Material provided:
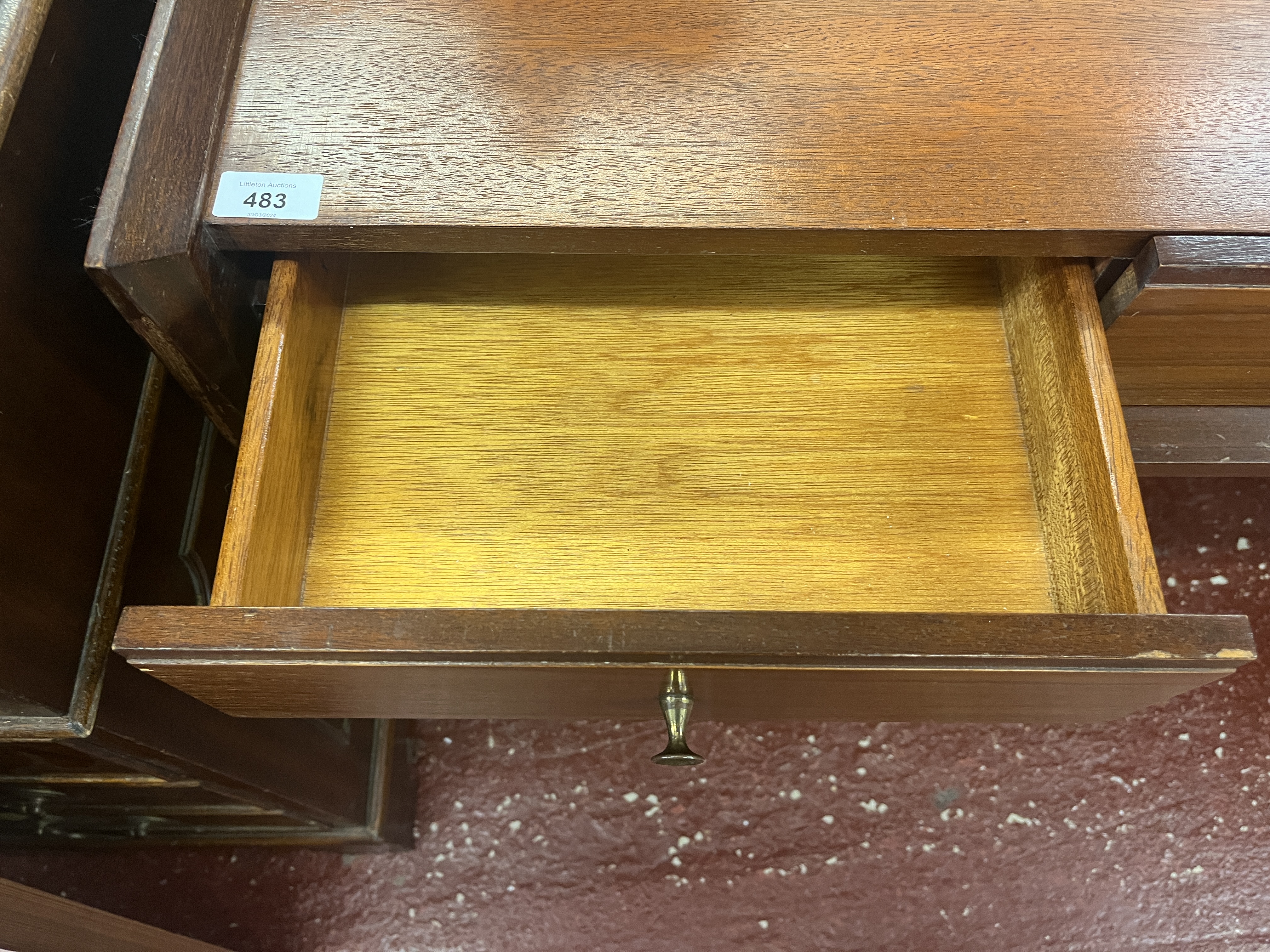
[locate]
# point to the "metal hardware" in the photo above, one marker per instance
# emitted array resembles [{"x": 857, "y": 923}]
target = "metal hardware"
[{"x": 676, "y": 709}]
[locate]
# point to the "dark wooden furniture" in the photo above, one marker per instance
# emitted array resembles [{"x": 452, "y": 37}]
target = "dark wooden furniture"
[
  {"x": 113, "y": 488},
  {"x": 535, "y": 460},
  {"x": 37, "y": 922},
  {"x": 1189, "y": 332}
]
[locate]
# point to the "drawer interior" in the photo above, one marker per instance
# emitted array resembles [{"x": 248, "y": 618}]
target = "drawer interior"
[{"x": 733, "y": 433}]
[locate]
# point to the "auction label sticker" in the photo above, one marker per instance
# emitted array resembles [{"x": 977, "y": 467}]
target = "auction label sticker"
[{"x": 257, "y": 195}]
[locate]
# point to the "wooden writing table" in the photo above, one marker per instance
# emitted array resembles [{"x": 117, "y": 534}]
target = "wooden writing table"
[{"x": 1023, "y": 131}]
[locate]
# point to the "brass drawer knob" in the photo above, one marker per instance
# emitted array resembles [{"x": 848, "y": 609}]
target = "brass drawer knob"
[{"x": 676, "y": 701}]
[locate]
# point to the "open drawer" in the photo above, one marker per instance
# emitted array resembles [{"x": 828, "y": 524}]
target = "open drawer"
[{"x": 823, "y": 488}]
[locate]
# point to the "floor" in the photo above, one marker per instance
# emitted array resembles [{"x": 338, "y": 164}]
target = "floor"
[{"x": 1146, "y": 833}]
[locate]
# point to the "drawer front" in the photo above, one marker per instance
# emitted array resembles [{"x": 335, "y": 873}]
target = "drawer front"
[{"x": 417, "y": 417}]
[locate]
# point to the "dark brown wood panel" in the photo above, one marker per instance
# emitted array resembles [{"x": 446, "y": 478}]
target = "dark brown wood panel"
[
  {"x": 70, "y": 371},
  {"x": 1193, "y": 360},
  {"x": 745, "y": 666},
  {"x": 1201, "y": 441},
  {"x": 1191, "y": 275},
  {"x": 21, "y": 26},
  {"x": 148, "y": 251},
  {"x": 37, "y": 922},
  {"x": 773, "y": 116}
]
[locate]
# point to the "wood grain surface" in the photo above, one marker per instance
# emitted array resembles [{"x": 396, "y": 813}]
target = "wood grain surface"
[
  {"x": 148, "y": 251},
  {"x": 1188, "y": 323},
  {"x": 21, "y": 25},
  {"x": 743, "y": 666},
  {"x": 271, "y": 511},
  {"x": 38, "y": 922},
  {"x": 737, "y": 432},
  {"x": 1193, "y": 360},
  {"x": 1201, "y": 441},
  {"x": 1024, "y": 118},
  {"x": 1096, "y": 536}
]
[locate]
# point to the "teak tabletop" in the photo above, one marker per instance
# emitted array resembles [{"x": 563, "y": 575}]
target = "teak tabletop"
[{"x": 991, "y": 128}]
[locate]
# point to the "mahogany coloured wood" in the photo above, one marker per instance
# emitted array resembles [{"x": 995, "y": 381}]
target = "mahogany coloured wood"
[
  {"x": 1201, "y": 441},
  {"x": 21, "y": 26},
  {"x": 38, "y": 922},
  {"x": 148, "y": 251},
  {"x": 567, "y": 659},
  {"x": 441, "y": 121},
  {"x": 742, "y": 666},
  {"x": 1189, "y": 323}
]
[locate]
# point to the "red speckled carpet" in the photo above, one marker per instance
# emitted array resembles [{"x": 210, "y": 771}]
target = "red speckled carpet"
[{"x": 1145, "y": 833}]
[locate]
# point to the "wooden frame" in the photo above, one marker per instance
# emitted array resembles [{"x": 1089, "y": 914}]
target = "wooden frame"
[
  {"x": 1105, "y": 652},
  {"x": 1187, "y": 323},
  {"x": 173, "y": 271},
  {"x": 1201, "y": 441}
]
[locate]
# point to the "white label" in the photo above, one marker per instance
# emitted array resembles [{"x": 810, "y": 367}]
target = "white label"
[{"x": 258, "y": 195}]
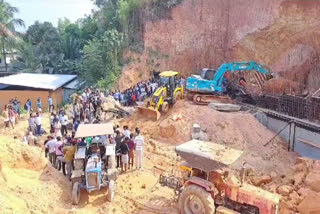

What the exercise asks:
Collect every line of the rows above that contains the word "knob", and copy each one.

Exercise response:
# point to the "brass drawer knob" in the photo above, one marker per instance
target = "brass drawer knob"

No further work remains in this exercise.